- Énoncé
D'après le texte ci-dessous sur l'inflation alimentaire, indiquez la hausse des prix des produits alimentaires en moyenne annuelle sur 2022 selon l'INSEE.

- Texte fourni
....

L’inflation sur l’alimentation n’épargne personne. Si elle accélère la paupérisation de nos concitoyens et dégrade leur alimentation, elle met en exergue la vulnérabilité de notre modèle agricole. Face à cette situation, la timidité des réponses du gouvernement n’est pas en mesure de protéger les Français alors même que des propositions plus ambitieuses mêlant les enjeux de transition du système alimentaire, d’accès digne à l’alimentation et de juste rémunération des paysans tendent à émerger.
Inflation sur l’alimentation : double peine pour les plus pauvres
Après le beurre, enlèvera-t-on les épinards de l’assiette ? Mois après mois, le passage en caisse devient plus douloureux. Cela n’aura échappé à personne, la plupart des produits de consommation connaissent une forte inflation. Concernant les produits alimentaires, elle est encore plus importante. En effet, selon l’INSEE, si en moyenne annuelle sur 2022 la hausse des prix à la consommation a atteint 5,2 %, pour les produits alimentaires elle a été de 12,1 %.

....

- Données fournies
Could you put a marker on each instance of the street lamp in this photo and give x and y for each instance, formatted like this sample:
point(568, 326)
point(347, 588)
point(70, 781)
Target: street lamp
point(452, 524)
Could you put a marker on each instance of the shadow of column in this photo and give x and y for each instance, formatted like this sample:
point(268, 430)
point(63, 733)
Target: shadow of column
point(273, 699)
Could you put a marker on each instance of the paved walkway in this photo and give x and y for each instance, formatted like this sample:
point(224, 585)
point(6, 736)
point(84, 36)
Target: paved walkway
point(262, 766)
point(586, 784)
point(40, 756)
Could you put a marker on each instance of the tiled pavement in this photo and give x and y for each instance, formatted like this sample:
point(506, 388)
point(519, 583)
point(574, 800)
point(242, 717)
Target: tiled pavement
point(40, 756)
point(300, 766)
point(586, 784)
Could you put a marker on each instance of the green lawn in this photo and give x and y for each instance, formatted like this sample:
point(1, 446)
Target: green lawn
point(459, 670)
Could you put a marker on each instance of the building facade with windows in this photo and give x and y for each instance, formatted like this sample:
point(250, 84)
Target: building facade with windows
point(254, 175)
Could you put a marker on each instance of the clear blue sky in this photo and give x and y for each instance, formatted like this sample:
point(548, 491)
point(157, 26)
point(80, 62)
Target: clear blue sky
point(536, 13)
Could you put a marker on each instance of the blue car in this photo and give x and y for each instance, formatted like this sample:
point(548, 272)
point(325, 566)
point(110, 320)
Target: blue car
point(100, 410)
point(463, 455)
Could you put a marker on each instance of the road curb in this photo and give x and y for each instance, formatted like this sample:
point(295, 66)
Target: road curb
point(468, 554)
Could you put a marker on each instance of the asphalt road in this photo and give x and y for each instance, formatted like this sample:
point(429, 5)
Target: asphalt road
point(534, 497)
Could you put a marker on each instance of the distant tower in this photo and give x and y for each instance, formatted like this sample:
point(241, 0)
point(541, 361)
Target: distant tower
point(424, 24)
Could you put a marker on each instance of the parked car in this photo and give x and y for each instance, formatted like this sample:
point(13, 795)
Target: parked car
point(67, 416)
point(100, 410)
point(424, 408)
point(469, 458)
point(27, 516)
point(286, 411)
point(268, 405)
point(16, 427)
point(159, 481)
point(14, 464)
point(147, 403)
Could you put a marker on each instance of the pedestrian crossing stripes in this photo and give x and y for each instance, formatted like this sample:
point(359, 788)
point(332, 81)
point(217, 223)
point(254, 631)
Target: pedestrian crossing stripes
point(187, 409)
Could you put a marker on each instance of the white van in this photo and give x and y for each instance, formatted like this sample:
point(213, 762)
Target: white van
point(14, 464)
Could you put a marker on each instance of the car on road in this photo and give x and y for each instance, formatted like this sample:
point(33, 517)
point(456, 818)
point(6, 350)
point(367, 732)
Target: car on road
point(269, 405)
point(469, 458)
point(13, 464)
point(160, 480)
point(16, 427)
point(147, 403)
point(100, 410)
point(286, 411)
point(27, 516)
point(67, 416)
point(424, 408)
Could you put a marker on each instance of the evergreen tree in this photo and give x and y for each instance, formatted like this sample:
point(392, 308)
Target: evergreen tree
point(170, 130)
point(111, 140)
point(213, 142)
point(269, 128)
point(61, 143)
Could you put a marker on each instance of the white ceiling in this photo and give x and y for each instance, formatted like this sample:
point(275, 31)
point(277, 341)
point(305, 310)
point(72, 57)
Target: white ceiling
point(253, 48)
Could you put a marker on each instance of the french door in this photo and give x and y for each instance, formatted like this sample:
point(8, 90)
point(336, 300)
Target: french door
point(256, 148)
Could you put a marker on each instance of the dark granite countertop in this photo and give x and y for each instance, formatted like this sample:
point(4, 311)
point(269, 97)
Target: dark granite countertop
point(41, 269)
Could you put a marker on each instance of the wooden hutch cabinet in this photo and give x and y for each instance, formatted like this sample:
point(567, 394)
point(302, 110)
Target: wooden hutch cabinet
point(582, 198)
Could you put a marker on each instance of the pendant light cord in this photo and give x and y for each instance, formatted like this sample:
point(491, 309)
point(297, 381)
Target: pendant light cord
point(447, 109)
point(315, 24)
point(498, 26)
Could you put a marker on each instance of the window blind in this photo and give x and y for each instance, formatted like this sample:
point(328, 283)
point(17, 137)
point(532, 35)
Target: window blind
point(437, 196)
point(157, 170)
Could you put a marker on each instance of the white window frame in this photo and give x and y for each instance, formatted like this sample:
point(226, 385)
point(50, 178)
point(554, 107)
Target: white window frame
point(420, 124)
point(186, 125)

....

- Réponse
Elle a été de 12,1 %.